— DOCUMENT EXTRACT —
++++++++

Okay- so I’m going to be a bit all over the place today, but I had so many thoughts popping in and out of my head that it started to get a little crowded…..
One of my fabulous co-authors, Patina, is the mother of three beautiful kids, the oldest of which just left for college. During one of our weekly brainstorming sessions while researching and writing our book, she coined the phrase, “Only one crazy person in the room at a time.” Sage advice, if I do say so myself. Especially if you’re a mom on the doorstep of the asylum. That was me this morning. McKenna Kate began Kindergarten this week and as always, she started off the year with a fantastic display of separation anxiety on the first day of school. Oscar worthy for sure! She slowly improved from screaming and crying to whimpering and looking slight wounded. By this morning she wanted to be dropped off in the big kid carpool line. #1- I should have known better. #2- I should have known better. #3- I should have known better. I’ve also known my precious little sprite of a daughter for almost six years, and she NEVER does well when she feels pushed or backed into a corner. I did both with spectacular perfection this morning.
What a fabulous picture. Me pulled over to the side in front of the entire carpool line. Me dragging my kicking, screaming daughter out of the car. Me telling her sternly (because I’m just not a yeller) that she made a choice to go in the carpool line and therefore had to walk to class alone. I was going to win this battle. Forget the friggin’ war! Really? What was I thinking? I wasn’t. I had become the second crazy person in the room and led us both straight to the asylum!

++++++++

(Data records)

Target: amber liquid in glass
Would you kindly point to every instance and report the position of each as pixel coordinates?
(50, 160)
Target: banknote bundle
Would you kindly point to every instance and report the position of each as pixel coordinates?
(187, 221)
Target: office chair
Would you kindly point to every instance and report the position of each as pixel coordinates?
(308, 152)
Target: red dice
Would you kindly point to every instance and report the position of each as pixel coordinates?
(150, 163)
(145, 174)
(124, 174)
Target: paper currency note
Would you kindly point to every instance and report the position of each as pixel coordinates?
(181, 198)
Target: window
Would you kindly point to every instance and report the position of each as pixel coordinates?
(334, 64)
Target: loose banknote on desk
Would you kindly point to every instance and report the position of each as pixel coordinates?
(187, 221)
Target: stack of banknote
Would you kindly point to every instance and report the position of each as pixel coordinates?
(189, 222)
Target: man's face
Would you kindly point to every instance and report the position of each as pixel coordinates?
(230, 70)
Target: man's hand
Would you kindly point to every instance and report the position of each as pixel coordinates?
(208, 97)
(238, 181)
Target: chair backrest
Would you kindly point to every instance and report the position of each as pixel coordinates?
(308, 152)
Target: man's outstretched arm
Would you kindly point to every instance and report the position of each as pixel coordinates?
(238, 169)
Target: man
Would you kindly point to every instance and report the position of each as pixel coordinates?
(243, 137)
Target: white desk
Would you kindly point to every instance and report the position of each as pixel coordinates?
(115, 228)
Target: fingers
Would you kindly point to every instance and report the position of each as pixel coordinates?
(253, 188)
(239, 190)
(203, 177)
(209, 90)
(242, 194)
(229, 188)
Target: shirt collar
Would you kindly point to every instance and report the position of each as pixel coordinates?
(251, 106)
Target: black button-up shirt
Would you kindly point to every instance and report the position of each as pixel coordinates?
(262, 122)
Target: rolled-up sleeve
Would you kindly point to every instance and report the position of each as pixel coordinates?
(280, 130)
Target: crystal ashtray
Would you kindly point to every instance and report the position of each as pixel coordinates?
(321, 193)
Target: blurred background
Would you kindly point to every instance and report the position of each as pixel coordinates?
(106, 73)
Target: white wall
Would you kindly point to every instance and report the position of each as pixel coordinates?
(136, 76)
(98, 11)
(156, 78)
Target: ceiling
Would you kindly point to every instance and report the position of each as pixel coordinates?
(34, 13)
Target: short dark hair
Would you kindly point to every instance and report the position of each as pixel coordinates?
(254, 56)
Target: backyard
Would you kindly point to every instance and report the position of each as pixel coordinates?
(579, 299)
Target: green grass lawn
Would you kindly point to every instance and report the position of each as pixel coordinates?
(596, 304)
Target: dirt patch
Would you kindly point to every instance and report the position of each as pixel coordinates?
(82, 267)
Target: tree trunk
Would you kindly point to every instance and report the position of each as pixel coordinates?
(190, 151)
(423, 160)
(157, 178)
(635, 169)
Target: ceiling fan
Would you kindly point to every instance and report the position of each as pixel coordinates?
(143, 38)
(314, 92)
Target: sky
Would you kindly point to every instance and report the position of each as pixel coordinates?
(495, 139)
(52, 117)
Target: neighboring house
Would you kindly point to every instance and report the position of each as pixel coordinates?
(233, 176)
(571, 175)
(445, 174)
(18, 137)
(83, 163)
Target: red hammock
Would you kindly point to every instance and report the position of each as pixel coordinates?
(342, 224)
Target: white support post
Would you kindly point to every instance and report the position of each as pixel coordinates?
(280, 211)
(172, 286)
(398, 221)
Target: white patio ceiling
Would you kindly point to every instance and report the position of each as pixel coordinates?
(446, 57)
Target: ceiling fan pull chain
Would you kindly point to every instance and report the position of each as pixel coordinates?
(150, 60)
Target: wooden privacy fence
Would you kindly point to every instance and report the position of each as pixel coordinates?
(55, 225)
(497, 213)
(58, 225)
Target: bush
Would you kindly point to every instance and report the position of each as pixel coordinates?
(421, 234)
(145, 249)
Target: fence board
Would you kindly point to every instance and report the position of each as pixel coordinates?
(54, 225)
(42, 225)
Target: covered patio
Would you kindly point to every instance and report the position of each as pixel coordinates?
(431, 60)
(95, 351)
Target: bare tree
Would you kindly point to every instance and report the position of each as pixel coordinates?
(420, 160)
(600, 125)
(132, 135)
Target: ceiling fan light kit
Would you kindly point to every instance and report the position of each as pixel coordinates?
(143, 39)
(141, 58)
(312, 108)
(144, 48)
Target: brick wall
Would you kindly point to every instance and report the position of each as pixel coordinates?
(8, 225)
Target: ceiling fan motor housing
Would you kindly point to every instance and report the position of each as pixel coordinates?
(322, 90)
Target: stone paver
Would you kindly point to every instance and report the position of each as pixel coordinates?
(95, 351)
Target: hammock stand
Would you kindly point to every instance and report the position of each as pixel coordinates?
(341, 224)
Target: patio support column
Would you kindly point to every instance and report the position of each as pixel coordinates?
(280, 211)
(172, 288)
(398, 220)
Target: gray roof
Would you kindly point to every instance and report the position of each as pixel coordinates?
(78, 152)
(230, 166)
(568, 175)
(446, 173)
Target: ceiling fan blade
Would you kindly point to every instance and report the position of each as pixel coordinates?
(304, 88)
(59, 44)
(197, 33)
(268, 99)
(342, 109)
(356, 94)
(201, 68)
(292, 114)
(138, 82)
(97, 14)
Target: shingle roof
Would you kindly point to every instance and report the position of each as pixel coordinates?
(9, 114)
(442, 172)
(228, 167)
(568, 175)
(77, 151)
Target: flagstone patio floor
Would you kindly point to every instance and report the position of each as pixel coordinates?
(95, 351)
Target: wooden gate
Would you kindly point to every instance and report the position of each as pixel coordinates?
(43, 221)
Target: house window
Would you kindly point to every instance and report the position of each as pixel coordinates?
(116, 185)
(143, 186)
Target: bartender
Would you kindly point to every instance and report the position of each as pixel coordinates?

++++++++

— GOAL OF THE EXERCISE —
In the piece on the kindergarten drop-off:
(a) What phrase did Patina coin during a brainstorming session?
(b) What did McKenna Kate begin this week?
(c) Where did the writer pull over?

— SOLUTION TO THE EXERCISE —
(a) "Only one crazy person in the room at a time."
(b) Kindergarten.
(c) To the side, in front of the entire carpool line.